Work required: Once the pictures are set aside, output all the records exactly.

Dataset excerpts:
┌────────
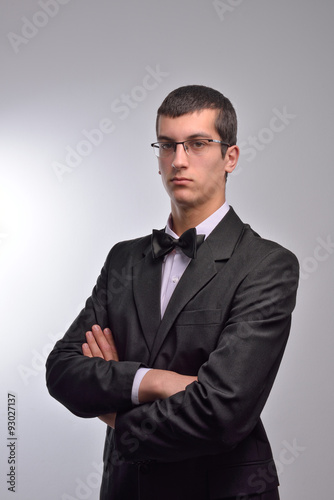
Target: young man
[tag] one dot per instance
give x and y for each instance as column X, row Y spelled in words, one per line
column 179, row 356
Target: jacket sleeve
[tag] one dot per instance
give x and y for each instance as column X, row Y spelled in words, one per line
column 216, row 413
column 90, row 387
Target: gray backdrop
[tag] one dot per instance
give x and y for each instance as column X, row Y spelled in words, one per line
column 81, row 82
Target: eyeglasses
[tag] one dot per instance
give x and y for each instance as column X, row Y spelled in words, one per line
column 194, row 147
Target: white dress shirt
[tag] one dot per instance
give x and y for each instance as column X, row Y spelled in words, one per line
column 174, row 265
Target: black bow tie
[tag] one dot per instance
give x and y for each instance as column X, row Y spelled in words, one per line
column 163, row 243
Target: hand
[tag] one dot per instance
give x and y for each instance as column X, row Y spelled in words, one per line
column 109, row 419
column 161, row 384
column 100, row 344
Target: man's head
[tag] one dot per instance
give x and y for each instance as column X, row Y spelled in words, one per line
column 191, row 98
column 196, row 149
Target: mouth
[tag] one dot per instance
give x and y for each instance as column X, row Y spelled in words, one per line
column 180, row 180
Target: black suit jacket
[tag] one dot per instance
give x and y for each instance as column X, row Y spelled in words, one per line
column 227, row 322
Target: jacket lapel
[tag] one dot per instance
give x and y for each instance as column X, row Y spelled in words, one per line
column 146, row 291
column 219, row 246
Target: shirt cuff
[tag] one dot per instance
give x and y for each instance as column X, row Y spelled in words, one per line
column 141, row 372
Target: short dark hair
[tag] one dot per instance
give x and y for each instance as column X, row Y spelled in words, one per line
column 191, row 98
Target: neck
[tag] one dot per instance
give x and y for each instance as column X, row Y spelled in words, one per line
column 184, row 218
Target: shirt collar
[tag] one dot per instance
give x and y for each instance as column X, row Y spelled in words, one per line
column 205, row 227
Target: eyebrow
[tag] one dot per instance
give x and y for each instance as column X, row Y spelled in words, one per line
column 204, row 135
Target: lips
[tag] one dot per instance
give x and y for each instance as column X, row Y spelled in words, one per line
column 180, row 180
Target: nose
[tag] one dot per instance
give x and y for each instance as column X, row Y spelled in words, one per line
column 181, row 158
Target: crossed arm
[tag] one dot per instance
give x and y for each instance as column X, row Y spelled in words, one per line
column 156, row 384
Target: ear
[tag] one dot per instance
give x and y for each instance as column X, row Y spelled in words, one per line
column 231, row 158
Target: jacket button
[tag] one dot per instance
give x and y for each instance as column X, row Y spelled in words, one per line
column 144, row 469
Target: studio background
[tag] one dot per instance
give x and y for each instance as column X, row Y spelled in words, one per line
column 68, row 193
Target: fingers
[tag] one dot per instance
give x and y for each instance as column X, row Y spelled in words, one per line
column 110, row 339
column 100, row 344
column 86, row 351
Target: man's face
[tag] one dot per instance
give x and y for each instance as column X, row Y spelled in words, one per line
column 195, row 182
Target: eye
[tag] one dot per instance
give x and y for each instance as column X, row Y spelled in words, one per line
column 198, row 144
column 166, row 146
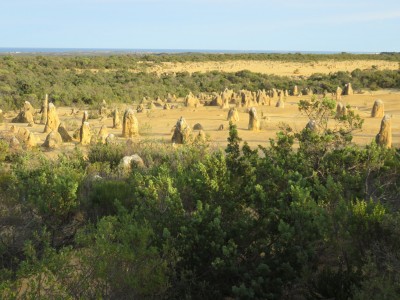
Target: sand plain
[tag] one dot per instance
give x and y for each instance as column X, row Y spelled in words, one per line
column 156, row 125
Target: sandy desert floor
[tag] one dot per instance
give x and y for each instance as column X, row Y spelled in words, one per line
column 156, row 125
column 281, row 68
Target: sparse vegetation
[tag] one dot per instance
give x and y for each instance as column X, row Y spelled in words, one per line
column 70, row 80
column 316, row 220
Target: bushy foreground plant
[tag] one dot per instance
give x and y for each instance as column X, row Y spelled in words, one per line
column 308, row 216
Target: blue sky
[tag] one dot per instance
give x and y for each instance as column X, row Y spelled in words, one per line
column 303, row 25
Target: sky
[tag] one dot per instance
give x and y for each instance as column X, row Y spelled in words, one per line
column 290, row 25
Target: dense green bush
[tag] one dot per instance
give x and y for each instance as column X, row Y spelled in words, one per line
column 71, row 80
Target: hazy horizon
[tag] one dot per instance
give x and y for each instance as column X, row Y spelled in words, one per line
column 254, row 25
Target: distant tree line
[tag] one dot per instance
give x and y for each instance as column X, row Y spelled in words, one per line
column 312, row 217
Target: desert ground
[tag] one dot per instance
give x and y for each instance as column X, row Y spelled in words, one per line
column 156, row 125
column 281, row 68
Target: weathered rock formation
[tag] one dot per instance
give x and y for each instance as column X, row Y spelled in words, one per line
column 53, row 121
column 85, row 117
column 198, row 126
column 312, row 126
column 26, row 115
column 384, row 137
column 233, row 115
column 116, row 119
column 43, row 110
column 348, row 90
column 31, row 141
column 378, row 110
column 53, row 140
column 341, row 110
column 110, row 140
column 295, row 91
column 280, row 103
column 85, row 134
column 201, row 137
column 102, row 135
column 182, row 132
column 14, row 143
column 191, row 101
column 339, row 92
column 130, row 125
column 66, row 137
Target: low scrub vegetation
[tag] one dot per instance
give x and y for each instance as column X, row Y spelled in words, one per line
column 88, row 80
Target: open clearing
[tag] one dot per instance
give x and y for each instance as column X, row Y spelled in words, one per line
└────────
Solution to the exercise:
Target: young man
[tag] one dot per instance
give x and y for each instance as column X, row Y spelled in words, one per line
column 179, row 356
Target: jacket sleeve
[tag] one dot per instance
give x and y for each instance as column X, row Y spelled in words, one per line
column 216, row 413
column 90, row 387
Target: gray backdrop
[tag] one dot per instance
give x and y for each instance as column X, row Y spelled in words, one per line
column 81, row 82
Target: eyeglasses
[tag] one dot per instance
give x and y for each instance as column X, row Y spelled in words, one per line
column 194, row 147
Target: white dress shirt
[tag] one dot per instance
give x and y for each instance as column X, row Y spelled in words, one per line
column 174, row 265
Target: black bow tie
[tag] one dot per instance
give x and y for each instance as column X, row Y spelled in words, one per line
column 163, row 243
Target: hand
[tag] one dot per instance
give x and y for each instance as column X, row Y spelled in words, one per line
column 109, row 419
column 161, row 384
column 100, row 344
Target: man's head
[tag] one dot per instance
give x and y for each instance as column X, row Y spelled in words, one per line
column 191, row 98
column 196, row 149
Target: mouth
[tag] one dot per instance
give x and y for each instance as column X, row Y spelled in words, one per line
column 180, row 180
Target: black suit jacket
[tag] one dot per instance
give x and y for each instance as column X, row Y spelled in words, one per line
column 227, row 322
Target: jacket lapel
[tag] one dot per instance
give x and y for each instance as column X, row Y spelled in words, one per line
column 146, row 291
column 219, row 246
Target: shirt cuff
[tag] one dot per instance
give x and y for each instance as column X, row Y spelled in words, one per line
column 141, row 372
Target: short dark hair
[tag] one dot per instance
give x and y for each instance as column X, row Y spelled in words, one per line
column 191, row 98
Target: neck
[tag] one dot per instance
give x and y for each instance as column X, row Y spelled in words, one per line
column 184, row 218
Target: shirt collar
[tag] one dot per instance
give x and y for each instance as column X, row Y spelled in words, one per line
column 205, row 227
Target: eyebrow
[tag] one dot per instance
give x and y for each instance as column X, row Y spelled in words, one per line
column 204, row 135
Target: lips
[tag] one dot per instance
give x and y for each instance as column X, row Y spelled in words, one per line
column 180, row 180
Target: nose
[tag] one dot per instance
give x and y for each instance as column X, row Y spelled in words, one per line
column 181, row 158
Target: crossed arm
[tag] one dot per instance
give x and y for each instance as column X, row Y spelled in words, one per line
column 156, row 384
Target: ear
[tag] one dot per instance
give x and y for each instance as column X, row Y spelled in words, one per line
column 231, row 158
Target: jacket button
[tag] one dot per instance
give x and y for each instance as column X, row Y spelled in words, one per line
column 144, row 469
Target: studio background
[tag] one dot per instance
give x and y for each instance as column X, row Y spelled in words, one per line
column 68, row 193
Target: fingers
[tag] one dot per instance
give x and y for each instance as column X, row Y spelled in words, one per line
column 110, row 339
column 100, row 344
column 86, row 351
Target: man's face
[tag] one dot per instance
give x and y for each instance as column X, row Y spelled in words, one per line
column 195, row 182
Target: eye
[tag] one dot per instance
give x and y for each instance as column X, row Y spelled in words, one per line
column 198, row 144
column 166, row 146
Target: sand plain
[tag] one dot per instance
give x and y for each instance as column X, row Y spelled in words, one per line
column 156, row 125
Target: sandy desert floor
[tag] one dot per instance
give x and y for each instance as column X, row Y spelled in words, one per line
column 156, row 125
column 281, row 68
Target: sparse vegetation
[tag] one dot per instance
give x and y for each instance as column X, row Y spelled in words, one per line
column 70, row 80
column 316, row 220
Target: bushy foreground plant
[tag] one dot per instance
give x and y for each instance as column X, row Y spelled in words, one per line
column 308, row 216
Target: blue sky
[tag] one dot per instance
give x and y for each instance as column X, row Y spelled in words, one per line
column 303, row 25
Target: sky
[tag] one dot per instance
give x and y for each instance as column X, row Y spelled in words, one per line
column 290, row 25
Target: dense green bush
[tag] one dot per instance
give x and y for each instance as column X, row Y spelled in words, one per line
column 71, row 80
Target: hazy horizon
[tag] one dot per instance
give x and y for each instance as column X, row Y spelled in words, one per line
column 254, row 25
Target: distant tree line
[tag] one dot per instance
give x and y for each instance as column X, row Y spelled in words, one per line
column 312, row 217
Target: desert ground
[tag] one dot per instance
give x and y for each instance as column X, row Y spelled in words, one per line
column 156, row 125
column 281, row 68
Target: weathered rock formation
[tag] one dot per instance
give x and y for each instance as column X, row Y spelled in words, one per line
column 53, row 121
column 85, row 117
column 198, row 126
column 312, row 126
column 26, row 115
column 384, row 137
column 233, row 115
column 116, row 119
column 43, row 110
column 348, row 90
column 31, row 141
column 378, row 110
column 53, row 140
column 341, row 110
column 110, row 140
column 295, row 91
column 280, row 103
column 85, row 134
column 201, row 137
column 102, row 135
column 182, row 132
column 14, row 143
column 191, row 101
column 339, row 92
column 130, row 125
column 66, row 137
Target: low scrub vegetation
[tag] one dot per instance
give x and y for each instance as column X, row Y spelled in words, one per line
column 88, row 80
Target: open clearing
[tag] one dot per instance
give x and y for each instance as column X, row Y spelled in words, one per line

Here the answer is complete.